# Extracted entries
-- -- --

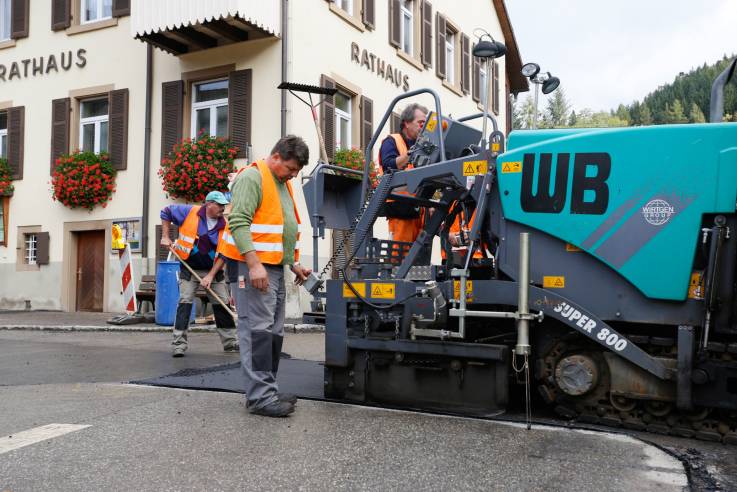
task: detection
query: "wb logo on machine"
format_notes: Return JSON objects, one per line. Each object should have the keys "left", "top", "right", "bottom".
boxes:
{"left": 519, "top": 152, "right": 611, "bottom": 215}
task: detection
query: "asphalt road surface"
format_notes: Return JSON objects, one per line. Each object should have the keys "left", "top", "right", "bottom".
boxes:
{"left": 0, "top": 330, "right": 733, "bottom": 491}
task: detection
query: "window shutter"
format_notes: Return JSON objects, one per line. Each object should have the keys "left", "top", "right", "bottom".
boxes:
{"left": 388, "top": 0, "right": 400, "bottom": 48}
{"left": 155, "top": 225, "right": 179, "bottom": 263}
{"left": 320, "top": 74, "right": 336, "bottom": 162}
{"left": 435, "top": 13, "right": 446, "bottom": 79}
{"left": 108, "top": 89, "right": 129, "bottom": 170}
{"left": 492, "top": 60, "right": 500, "bottom": 114}
{"left": 362, "top": 0, "right": 375, "bottom": 29}
{"left": 421, "top": 1, "right": 432, "bottom": 67}
{"left": 10, "top": 0, "right": 29, "bottom": 39}
{"left": 390, "top": 112, "right": 401, "bottom": 134}
{"left": 360, "top": 96, "right": 373, "bottom": 155}
{"left": 112, "top": 0, "right": 130, "bottom": 17}
{"left": 50, "top": 98, "right": 70, "bottom": 174}
{"left": 472, "top": 48, "right": 481, "bottom": 103}
{"left": 461, "top": 34, "right": 470, "bottom": 94}
{"left": 228, "top": 69, "right": 253, "bottom": 159}
{"left": 36, "top": 232, "right": 50, "bottom": 266}
{"left": 7, "top": 106, "right": 24, "bottom": 180}
{"left": 51, "top": 0, "right": 71, "bottom": 31}
{"left": 161, "top": 80, "right": 184, "bottom": 159}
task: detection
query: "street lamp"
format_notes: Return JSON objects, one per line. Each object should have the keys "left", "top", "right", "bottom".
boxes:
{"left": 521, "top": 62, "right": 560, "bottom": 129}
{"left": 472, "top": 29, "right": 506, "bottom": 147}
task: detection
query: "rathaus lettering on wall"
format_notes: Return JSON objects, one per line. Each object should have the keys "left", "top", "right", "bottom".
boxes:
{"left": 0, "top": 49, "right": 87, "bottom": 82}
{"left": 351, "top": 42, "right": 409, "bottom": 91}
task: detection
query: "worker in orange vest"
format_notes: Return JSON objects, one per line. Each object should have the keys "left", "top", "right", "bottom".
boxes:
{"left": 222, "top": 135, "right": 312, "bottom": 418}
{"left": 442, "top": 207, "right": 486, "bottom": 262}
{"left": 160, "top": 191, "right": 238, "bottom": 357}
{"left": 378, "top": 103, "right": 428, "bottom": 243}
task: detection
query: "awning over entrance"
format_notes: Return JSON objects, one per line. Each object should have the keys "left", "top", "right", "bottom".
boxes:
{"left": 131, "top": 0, "right": 280, "bottom": 55}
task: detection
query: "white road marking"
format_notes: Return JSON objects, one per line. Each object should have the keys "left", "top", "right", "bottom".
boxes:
{"left": 0, "top": 424, "right": 91, "bottom": 455}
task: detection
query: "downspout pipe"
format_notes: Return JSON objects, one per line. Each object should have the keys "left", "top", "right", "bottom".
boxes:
{"left": 280, "top": 0, "right": 288, "bottom": 136}
{"left": 141, "top": 44, "right": 153, "bottom": 259}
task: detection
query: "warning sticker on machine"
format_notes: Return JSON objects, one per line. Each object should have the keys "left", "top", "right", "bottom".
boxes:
{"left": 463, "top": 160, "right": 488, "bottom": 176}
{"left": 370, "top": 283, "right": 396, "bottom": 300}
{"left": 425, "top": 115, "right": 438, "bottom": 132}
{"left": 491, "top": 142, "right": 500, "bottom": 152}
{"left": 453, "top": 280, "right": 474, "bottom": 302}
{"left": 500, "top": 161, "right": 522, "bottom": 173}
{"left": 342, "top": 282, "right": 366, "bottom": 298}
{"left": 543, "top": 276, "right": 565, "bottom": 288}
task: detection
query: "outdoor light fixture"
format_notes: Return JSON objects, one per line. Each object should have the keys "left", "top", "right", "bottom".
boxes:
{"left": 521, "top": 62, "right": 561, "bottom": 129}
{"left": 472, "top": 28, "right": 507, "bottom": 148}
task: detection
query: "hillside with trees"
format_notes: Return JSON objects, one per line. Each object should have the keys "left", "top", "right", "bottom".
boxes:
{"left": 513, "top": 55, "right": 737, "bottom": 129}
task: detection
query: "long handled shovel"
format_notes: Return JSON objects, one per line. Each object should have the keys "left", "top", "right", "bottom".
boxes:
{"left": 168, "top": 245, "right": 237, "bottom": 320}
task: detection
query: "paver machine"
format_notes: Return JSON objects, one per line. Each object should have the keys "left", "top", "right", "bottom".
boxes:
{"left": 302, "top": 51, "right": 737, "bottom": 443}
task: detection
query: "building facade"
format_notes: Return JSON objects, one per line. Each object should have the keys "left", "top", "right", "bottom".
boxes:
{"left": 0, "top": 0, "right": 527, "bottom": 315}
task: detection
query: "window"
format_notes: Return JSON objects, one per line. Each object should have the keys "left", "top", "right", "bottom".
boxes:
{"left": 79, "top": 98, "right": 109, "bottom": 154}
{"left": 82, "top": 0, "right": 112, "bottom": 24}
{"left": 24, "top": 233, "right": 37, "bottom": 264}
{"left": 479, "top": 64, "right": 488, "bottom": 107}
{"left": 191, "top": 79, "right": 229, "bottom": 138}
{"left": 336, "top": 0, "right": 353, "bottom": 15}
{"left": 445, "top": 30, "right": 455, "bottom": 85}
{"left": 0, "top": 111, "right": 7, "bottom": 159}
{"left": 400, "top": 0, "right": 413, "bottom": 55}
{"left": 335, "top": 91, "right": 352, "bottom": 150}
{"left": 0, "top": 0, "right": 9, "bottom": 41}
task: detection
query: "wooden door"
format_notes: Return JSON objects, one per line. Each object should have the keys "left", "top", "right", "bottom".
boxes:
{"left": 76, "top": 230, "right": 105, "bottom": 312}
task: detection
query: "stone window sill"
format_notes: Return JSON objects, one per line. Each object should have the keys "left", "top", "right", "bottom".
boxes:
{"left": 396, "top": 49, "right": 424, "bottom": 72}
{"left": 0, "top": 39, "right": 16, "bottom": 50}
{"left": 66, "top": 17, "right": 118, "bottom": 36}
{"left": 442, "top": 80, "right": 464, "bottom": 97}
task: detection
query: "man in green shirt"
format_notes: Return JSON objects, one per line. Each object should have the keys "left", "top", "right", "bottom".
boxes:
{"left": 228, "top": 135, "right": 312, "bottom": 418}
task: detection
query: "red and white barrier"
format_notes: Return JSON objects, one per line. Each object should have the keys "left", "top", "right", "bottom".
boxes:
{"left": 118, "top": 245, "right": 137, "bottom": 314}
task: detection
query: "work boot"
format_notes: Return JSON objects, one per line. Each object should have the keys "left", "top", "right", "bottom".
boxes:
{"left": 172, "top": 347, "right": 186, "bottom": 358}
{"left": 223, "top": 342, "right": 240, "bottom": 353}
{"left": 278, "top": 393, "right": 297, "bottom": 405}
{"left": 249, "top": 400, "right": 295, "bottom": 418}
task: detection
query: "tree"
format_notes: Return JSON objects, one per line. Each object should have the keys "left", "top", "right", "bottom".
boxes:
{"left": 615, "top": 104, "right": 631, "bottom": 125}
{"left": 666, "top": 99, "right": 688, "bottom": 124}
{"left": 689, "top": 102, "right": 706, "bottom": 123}
{"left": 640, "top": 103, "right": 653, "bottom": 125}
{"left": 513, "top": 95, "right": 539, "bottom": 129}
{"left": 544, "top": 88, "right": 571, "bottom": 128}
{"left": 568, "top": 110, "right": 577, "bottom": 127}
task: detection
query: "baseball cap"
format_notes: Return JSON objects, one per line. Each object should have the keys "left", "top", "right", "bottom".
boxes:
{"left": 205, "top": 191, "right": 230, "bottom": 205}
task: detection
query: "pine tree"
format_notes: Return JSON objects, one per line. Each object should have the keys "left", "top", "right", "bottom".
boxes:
{"left": 689, "top": 102, "right": 706, "bottom": 123}
{"left": 545, "top": 88, "right": 571, "bottom": 128}
{"left": 669, "top": 99, "right": 688, "bottom": 123}
{"left": 568, "top": 110, "right": 577, "bottom": 127}
{"left": 640, "top": 104, "right": 653, "bottom": 126}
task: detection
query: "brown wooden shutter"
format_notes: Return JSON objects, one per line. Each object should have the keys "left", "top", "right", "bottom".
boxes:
{"left": 492, "top": 60, "right": 500, "bottom": 114}
{"left": 108, "top": 89, "right": 129, "bottom": 170}
{"left": 435, "top": 13, "right": 446, "bottom": 79}
{"left": 461, "top": 34, "right": 470, "bottom": 94}
{"left": 10, "top": 0, "right": 29, "bottom": 39}
{"left": 51, "top": 0, "right": 71, "bottom": 31}
{"left": 421, "top": 1, "right": 432, "bottom": 67}
{"left": 50, "top": 98, "right": 70, "bottom": 173}
{"left": 472, "top": 48, "right": 481, "bottom": 103}
{"left": 360, "top": 96, "right": 373, "bottom": 154}
{"left": 390, "top": 112, "right": 401, "bottom": 134}
{"left": 388, "top": 0, "right": 400, "bottom": 48}
{"left": 320, "top": 74, "right": 336, "bottom": 162}
{"left": 112, "top": 0, "right": 130, "bottom": 17}
{"left": 229, "top": 69, "right": 252, "bottom": 159}
{"left": 7, "top": 106, "right": 24, "bottom": 180}
{"left": 155, "top": 224, "right": 179, "bottom": 262}
{"left": 36, "top": 232, "right": 50, "bottom": 265}
{"left": 161, "top": 80, "right": 184, "bottom": 159}
{"left": 362, "top": 0, "right": 375, "bottom": 29}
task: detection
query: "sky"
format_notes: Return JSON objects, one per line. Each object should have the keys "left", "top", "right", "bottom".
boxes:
{"left": 504, "top": 0, "right": 737, "bottom": 112}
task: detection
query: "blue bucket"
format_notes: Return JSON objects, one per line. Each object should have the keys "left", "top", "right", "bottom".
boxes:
{"left": 155, "top": 261, "right": 196, "bottom": 326}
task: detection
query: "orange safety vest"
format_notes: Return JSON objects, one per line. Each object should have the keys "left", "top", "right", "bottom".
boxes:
{"left": 442, "top": 208, "right": 484, "bottom": 259}
{"left": 216, "top": 160, "right": 301, "bottom": 265}
{"left": 172, "top": 206, "right": 226, "bottom": 260}
{"left": 378, "top": 134, "right": 424, "bottom": 243}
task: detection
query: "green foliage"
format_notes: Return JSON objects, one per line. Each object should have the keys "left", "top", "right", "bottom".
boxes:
{"left": 543, "top": 88, "right": 571, "bottom": 128}
{"left": 0, "top": 157, "right": 13, "bottom": 195}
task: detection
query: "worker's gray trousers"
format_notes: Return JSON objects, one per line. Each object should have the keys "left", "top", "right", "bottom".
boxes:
{"left": 234, "top": 263, "right": 286, "bottom": 410}
{"left": 172, "top": 272, "right": 237, "bottom": 352}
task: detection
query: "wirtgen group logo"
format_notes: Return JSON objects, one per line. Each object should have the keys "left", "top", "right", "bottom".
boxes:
{"left": 642, "top": 199, "right": 674, "bottom": 226}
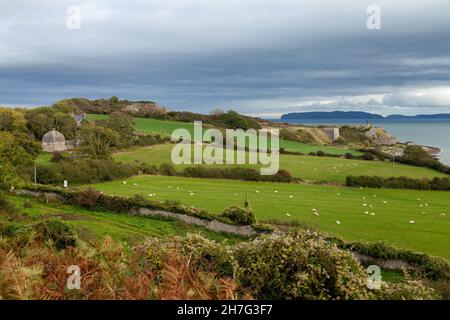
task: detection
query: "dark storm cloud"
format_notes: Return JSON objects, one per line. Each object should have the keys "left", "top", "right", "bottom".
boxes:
{"left": 1, "top": 0, "right": 450, "bottom": 116}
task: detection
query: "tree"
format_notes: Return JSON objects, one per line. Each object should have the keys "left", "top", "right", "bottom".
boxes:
{"left": 25, "top": 107, "right": 78, "bottom": 139}
{"left": 0, "top": 132, "right": 34, "bottom": 165}
{"left": 79, "top": 124, "right": 120, "bottom": 158}
{"left": 210, "top": 108, "right": 225, "bottom": 118}
{"left": 402, "top": 145, "right": 435, "bottom": 163}
{"left": 0, "top": 108, "right": 27, "bottom": 132}
{"left": 97, "top": 111, "right": 135, "bottom": 146}
{"left": 0, "top": 160, "right": 19, "bottom": 190}
{"left": 0, "top": 131, "right": 38, "bottom": 190}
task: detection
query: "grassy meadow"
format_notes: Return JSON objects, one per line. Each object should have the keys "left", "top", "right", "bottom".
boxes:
{"left": 113, "top": 144, "right": 447, "bottom": 183}
{"left": 87, "top": 113, "right": 361, "bottom": 155}
{"left": 88, "top": 175, "right": 450, "bottom": 260}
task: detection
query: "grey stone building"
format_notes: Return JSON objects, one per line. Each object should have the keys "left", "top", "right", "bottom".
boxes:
{"left": 42, "top": 129, "right": 67, "bottom": 152}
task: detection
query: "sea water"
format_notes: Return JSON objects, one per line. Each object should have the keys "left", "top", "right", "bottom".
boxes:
{"left": 271, "top": 119, "right": 450, "bottom": 165}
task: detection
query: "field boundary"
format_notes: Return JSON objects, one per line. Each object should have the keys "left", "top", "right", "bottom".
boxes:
{"left": 14, "top": 189, "right": 257, "bottom": 237}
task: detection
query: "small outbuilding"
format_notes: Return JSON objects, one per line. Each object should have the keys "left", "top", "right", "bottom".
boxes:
{"left": 42, "top": 129, "right": 67, "bottom": 152}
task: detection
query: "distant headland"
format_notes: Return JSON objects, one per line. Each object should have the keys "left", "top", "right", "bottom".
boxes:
{"left": 280, "top": 111, "right": 450, "bottom": 121}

-- -- --

# Problem requirements
Whenever a line of the data holds the string "vest", pick that line out.

# Answer
query: "worker in orange vest"
query: "orange safety vest"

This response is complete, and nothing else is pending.